Text excerpt =>
King Boxer (Five Fingers of Death) starring Indonesian-born actor Lo Lieh was the first Hong Kong film to top the US box office, paving the way for Bruce Lee's breakthrough with The Big Boss (Fists of Fury) topping the US box office. In May 1973, Hong Kong action cinema made US box office history, with three foreign films holding the top three spots for the first time: Fists of Fury, Lady Whirlwind (Deep Thrust), and Five Fingers of Death. Lee continued his success with Fist of Fury (The Chinese Connection), which also topped the US box office the following month.

Kung fu film releases in the United States initially targeted Asian American audiences, before becoming a breakout success among larger African-American and Hispanic audiences, and then among white working-class Americans. Kung fu films also became a global success, across Asia, Europe and the third world. This eventually paved the way for Lee's posthumous Hollywood film breakthrough with the Hong Kong and US co-production Enter the Dragon (1973). Hong Kong martial arts cinema subsequently inspired a wave of Western martial arts films and television shows throughout the 1970s–1990s (launching the careers of Western martial arts stars such as Jean-Claude Van Damme, Steven Seagal and Chuck Norris), as well as the more general integration of Asian martial arts into Western action films and television shows by the 1990s, such as the Yuen Woo-Ping choreographed Matrix trilogy.

Sascha Matuszak of Vice said Enter the Dragon "is referenced in all manner of media, the plot line and characters continue to influence storytellers today, and the impact was particularly felt in the revolutionizing way the film portrayed African Americans, Asians and traditional martial arts." Kuan-Hsing Chen and Beng Huat Chua cited fight scenes in Hong Kong films such as Enter the Dragon as being influential for the way they pitched "an elemental story of good against evil in such a spectacle-saturated way".

Using the information =>
a – In the Hong Kong martial arts cinema text, which film was the first Hong Kong film to top the US box office?
b – Which Western martial arts stars does the Hong Kong martial arts cinema text name?

Data extracts =>

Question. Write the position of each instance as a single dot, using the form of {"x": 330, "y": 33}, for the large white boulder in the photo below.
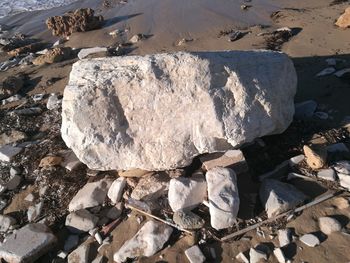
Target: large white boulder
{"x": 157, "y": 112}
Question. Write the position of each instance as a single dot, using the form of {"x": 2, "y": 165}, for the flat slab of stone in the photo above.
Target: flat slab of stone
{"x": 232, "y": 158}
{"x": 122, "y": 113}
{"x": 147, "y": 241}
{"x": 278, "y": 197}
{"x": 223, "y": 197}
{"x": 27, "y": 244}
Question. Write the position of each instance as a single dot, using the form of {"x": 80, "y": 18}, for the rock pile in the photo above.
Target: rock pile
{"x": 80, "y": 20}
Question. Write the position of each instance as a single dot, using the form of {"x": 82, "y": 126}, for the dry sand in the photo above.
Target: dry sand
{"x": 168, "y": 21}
==
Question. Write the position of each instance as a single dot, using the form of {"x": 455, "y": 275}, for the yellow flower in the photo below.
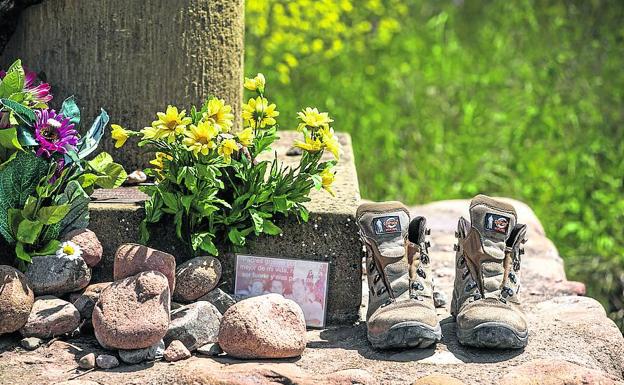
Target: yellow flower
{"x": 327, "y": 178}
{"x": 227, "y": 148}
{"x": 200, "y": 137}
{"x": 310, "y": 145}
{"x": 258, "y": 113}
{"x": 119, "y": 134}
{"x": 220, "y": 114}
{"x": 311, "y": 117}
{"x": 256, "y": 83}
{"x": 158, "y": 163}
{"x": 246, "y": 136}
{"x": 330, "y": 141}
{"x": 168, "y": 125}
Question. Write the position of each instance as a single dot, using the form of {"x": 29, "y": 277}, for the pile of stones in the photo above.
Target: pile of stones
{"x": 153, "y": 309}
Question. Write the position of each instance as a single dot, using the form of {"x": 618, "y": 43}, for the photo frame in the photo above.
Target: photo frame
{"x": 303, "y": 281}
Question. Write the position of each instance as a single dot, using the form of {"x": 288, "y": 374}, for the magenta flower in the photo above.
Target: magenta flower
* * *
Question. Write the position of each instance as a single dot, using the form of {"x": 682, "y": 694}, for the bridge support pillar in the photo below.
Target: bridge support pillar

Numbered answers =>
a – King Boxer (Five Fingers of Death)

b – Jean-Claude Van Damme, Steven Seagal, Chuck Norris